- **Texto de apoio**

※ ※ ※

O Brasil é o país que mais realizou cirurgias de rinoplastia, de acordo com o último censo da Sociedade Internacional de Cirurgia Plástica Estética (ISAPS). Durante a pandemia, houve um aumento de 4 800% na demanda por esse tipo de procedimento. As pessoas passaram a se expor cada vez mais nas telas digitais e a notar insatisfações que antes passavam despercebidas. Ferramentas de busca online e maior tempo para pesquisar sobre o assunto também influenciaram a demanda.
No entanto, o interesse nem sempre é reflexo da necessidade real de operação, e o que pude perceber no meu atendimento foi um aumento do número de pacientes incertos que, repentinamente, optaram pela cirurgia com urgência desmedida.
O que as pessoas desconhecem é que a tela nem sempre expõe a realidade. Os celulares e as câmeras podem gerar uma distorção de até 40% da área em que se localiza o nariz. Assim, mesmo um nariz bem operado e proporcional, vai parecer alterado. Cria-se, então, uma sensação de frustração no paciente.

※ ※ ※

- **Dados fornecidos**
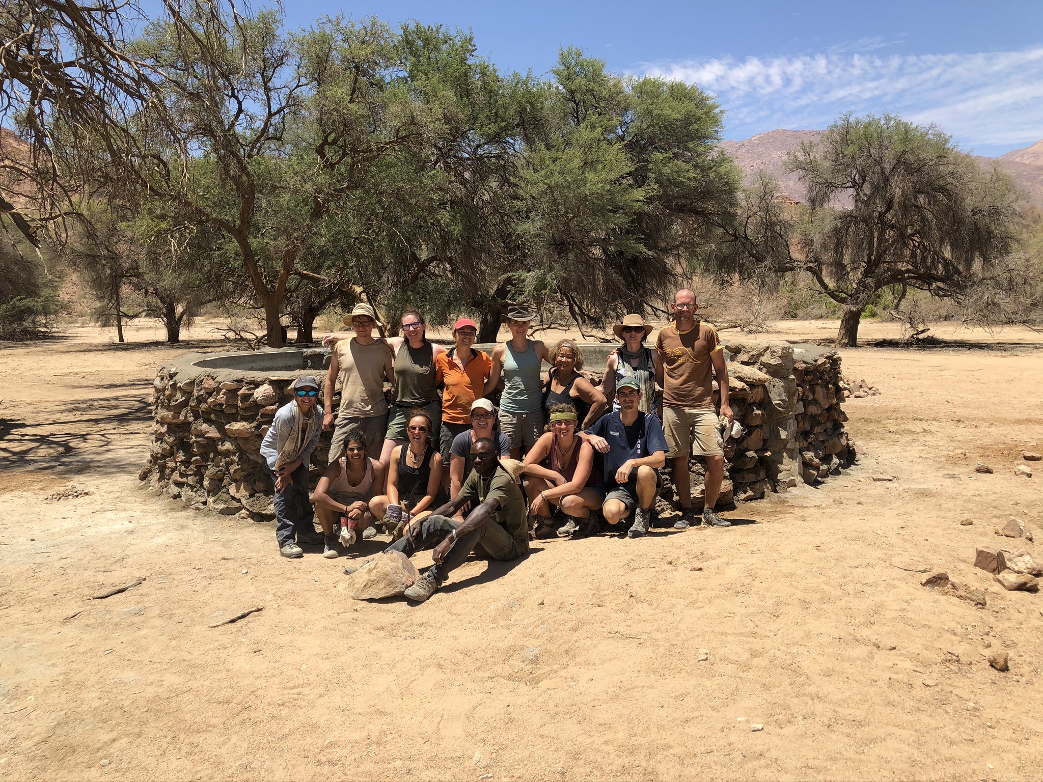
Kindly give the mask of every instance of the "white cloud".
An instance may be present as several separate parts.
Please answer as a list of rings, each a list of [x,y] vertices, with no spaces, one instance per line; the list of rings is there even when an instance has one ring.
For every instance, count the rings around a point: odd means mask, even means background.
[[[728,135],[825,127],[846,111],[939,124],[964,147],[1043,138],[1043,47],[977,54],[878,55],[877,42],[795,57],[646,64],[698,83],[727,111]]]

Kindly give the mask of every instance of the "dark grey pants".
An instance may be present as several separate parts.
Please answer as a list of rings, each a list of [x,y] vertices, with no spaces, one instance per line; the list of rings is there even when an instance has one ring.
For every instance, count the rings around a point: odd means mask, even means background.
[[[275,540],[280,548],[293,542],[297,530],[315,532],[315,511],[308,499],[308,465],[301,464],[290,478],[290,484],[283,491],[275,490]],[[271,472],[272,483],[276,479],[277,475]]]
[[[415,552],[422,548],[434,548],[458,527],[460,527],[460,522],[448,516],[431,514],[420,522],[420,529],[413,536],[415,544],[411,543],[409,538],[403,537],[385,551],[402,552],[407,557],[412,557]],[[448,578],[450,571],[460,567],[474,551],[478,551],[479,554],[484,553],[490,559],[506,562],[525,556],[529,552],[529,546],[518,543],[507,530],[489,519],[474,532],[457,538],[442,563],[432,565],[431,569],[428,570],[428,576],[433,577],[441,586]]]

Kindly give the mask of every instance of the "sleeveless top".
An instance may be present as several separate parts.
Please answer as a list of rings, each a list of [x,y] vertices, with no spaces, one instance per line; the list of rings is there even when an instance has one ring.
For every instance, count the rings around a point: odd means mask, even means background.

※ ※ ※

- **Instruções**
Segundo o texto sobre rinoplastia, que distorção celulares e câmeras podem gerar na área em que se localiza o nariz?

- **Resposta do exercício**
Uma distorção de até 40%.